*** Data for analysis

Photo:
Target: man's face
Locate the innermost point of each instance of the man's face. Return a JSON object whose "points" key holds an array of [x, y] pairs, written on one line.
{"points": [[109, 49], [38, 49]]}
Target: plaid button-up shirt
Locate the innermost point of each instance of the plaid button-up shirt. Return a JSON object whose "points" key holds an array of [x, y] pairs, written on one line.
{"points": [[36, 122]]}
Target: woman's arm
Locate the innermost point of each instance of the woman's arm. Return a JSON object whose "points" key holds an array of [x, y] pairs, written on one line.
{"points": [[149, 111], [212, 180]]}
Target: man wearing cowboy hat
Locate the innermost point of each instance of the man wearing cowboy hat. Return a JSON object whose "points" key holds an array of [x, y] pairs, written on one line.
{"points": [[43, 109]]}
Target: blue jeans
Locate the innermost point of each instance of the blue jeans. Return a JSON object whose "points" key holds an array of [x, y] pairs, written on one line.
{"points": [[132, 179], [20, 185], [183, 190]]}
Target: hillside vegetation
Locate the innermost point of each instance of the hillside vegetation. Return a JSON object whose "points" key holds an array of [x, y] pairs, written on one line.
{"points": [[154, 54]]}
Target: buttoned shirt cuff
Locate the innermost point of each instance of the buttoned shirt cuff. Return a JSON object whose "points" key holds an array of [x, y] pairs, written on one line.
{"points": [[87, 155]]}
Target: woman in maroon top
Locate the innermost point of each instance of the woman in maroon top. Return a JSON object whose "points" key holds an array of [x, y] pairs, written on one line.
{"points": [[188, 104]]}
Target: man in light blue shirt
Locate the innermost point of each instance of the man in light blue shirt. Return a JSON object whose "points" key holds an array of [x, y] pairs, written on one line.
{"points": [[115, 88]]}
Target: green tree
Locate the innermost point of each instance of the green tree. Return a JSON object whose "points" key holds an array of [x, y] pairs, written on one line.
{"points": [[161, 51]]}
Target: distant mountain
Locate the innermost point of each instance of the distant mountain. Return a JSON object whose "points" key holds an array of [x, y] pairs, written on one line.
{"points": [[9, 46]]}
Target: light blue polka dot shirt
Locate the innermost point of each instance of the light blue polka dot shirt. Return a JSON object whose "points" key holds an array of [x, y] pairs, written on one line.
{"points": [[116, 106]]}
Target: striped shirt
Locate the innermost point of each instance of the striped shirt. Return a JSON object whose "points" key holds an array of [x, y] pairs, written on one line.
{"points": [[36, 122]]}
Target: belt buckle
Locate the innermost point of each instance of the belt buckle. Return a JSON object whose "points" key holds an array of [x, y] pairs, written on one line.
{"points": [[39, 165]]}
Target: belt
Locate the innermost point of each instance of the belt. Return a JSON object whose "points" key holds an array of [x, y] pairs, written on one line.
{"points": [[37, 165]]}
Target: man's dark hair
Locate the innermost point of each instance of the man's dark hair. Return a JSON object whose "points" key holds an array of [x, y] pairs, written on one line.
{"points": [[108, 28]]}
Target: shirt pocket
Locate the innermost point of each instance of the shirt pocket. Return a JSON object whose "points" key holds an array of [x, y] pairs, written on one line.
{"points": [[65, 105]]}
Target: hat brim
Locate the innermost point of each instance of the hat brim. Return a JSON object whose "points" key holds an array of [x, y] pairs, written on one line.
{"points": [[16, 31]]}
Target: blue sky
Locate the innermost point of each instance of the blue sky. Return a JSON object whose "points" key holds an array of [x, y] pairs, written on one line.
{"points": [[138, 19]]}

******

=== Description of the task ===
The answer must be every entry, reproduced exactly.

=== Problem solution ===
Photo:
Target: man's face
Locate the innermost point of each instance of the man's face. Return a JSON object whose "points" key holds an array of [x, y] pairs, written on one line.
{"points": [[109, 49], [38, 49]]}
Target: plaid button-up shirt
Locate the innermost point of each instance of the plaid button-up shirt. Return a JSON object whose "points" key holds an array of [x, y] pairs, written on one line.
{"points": [[36, 122]]}
Target: woman's arm
Locate the innermost point of each instance of the woman's arm. Return a JSON object whose "points" key holds an array of [x, y] pairs, written on one line.
{"points": [[149, 111], [212, 180]]}
Target: man wearing cowboy hat
Locate the innermost point of each instance of the man wearing cowboy hat. Return a JSON object whose "points" key holds an array of [x, y] pairs, written on one line.
{"points": [[43, 109]]}
Target: blue jeans
Locate the innermost point of each instance of the blue jeans. Return a JSON object whose "points" key holds an array of [x, y] pairs, written on one line.
{"points": [[132, 179], [20, 185], [183, 190]]}
Target: hillside vegetation
Locate the innermost point of each instance of the hillside vegetation. Return a JSON object whose "points" key holds an array of [x, y] pairs, written on one line.
{"points": [[154, 54]]}
Target: buttoned shirt cuff
Locate the innermost point of each instance of the buttoned shirt cuff. Return a JSON object whose "points" key holds an array of [x, y] pairs, written on one line.
{"points": [[87, 155]]}
Target: woman in maroon top
Locate the innermost point of each instance of the woman in maroon top. Return a JSON object whose "points" key holds an array of [x, y] pairs, written on one line.
{"points": [[188, 104]]}
Target: man in light blue shirt
Locate the innermost point of each instance of the man in light blue shirt. Return a JSON object whose "points" key holds an array of [x, y] pairs, written on one line.
{"points": [[115, 88]]}
Target: green tree
Locate the innermost point of each instance of the green tree. Return a JSON object whose "points" key holds an array of [x, y] pairs, written on one line.
{"points": [[161, 51]]}
Target: distant mountain
Locate the innermost point of each instance of the distant mountain. Return a JSON object whose "points" key holds an array of [x, y] pairs, written on one line.
{"points": [[9, 46]]}
Target: light blue polka dot shirt
Locate the innermost point of each instance of the light blue polka dot shirt. Return a JSON object whose "points" key holds an array of [x, y] pairs, written on one line.
{"points": [[116, 106]]}
Target: striped shirt
Locate the innermost point of each instance of the striped shirt. Return a JSON object whose "points" key holds an array of [x, y] pairs, written on one line.
{"points": [[36, 122]]}
Target: belt buckle
Locate the innermost point of each instance of the belt buckle. Return a JSON object whose "points" key holds an array of [x, y] pairs, written on one line.
{"points": [[39, 165]]}
Target: belt
Locate the innermost point of each instance of the belt. Return a JSON object whose "points" key holds an array of [x, y] pairs, written on one line.
{"points": [[37, 165]]}
Target: man's dark hair
Locate the innermost point of each instance of the man's dark hair. Return a JSON object whose "points" key holds an array of [x, y] pairs, written on one line.
{"points": [[108, 28]]}
Target: shirt pocket
Locate the innermost point of each instance of the shirt pocket. Return a JSON object whose "points" key holds an array of [x, y] pairs, written on one line.
{"points": [[65, 105]]}
Target: hat brim
Locate the innermost point of each instance of the hat brim. Return a JSON object whose "points" key holds an array of [x, y] pairs, written on one line.
{"points": [[16, 31]]}
Target: blue sky
Locate the innermost point of each instance of the blue sky. Return a JSON object whose "points" key holds an array of [x, y] pairs, written on one line.
{"points": [[138, 19]]}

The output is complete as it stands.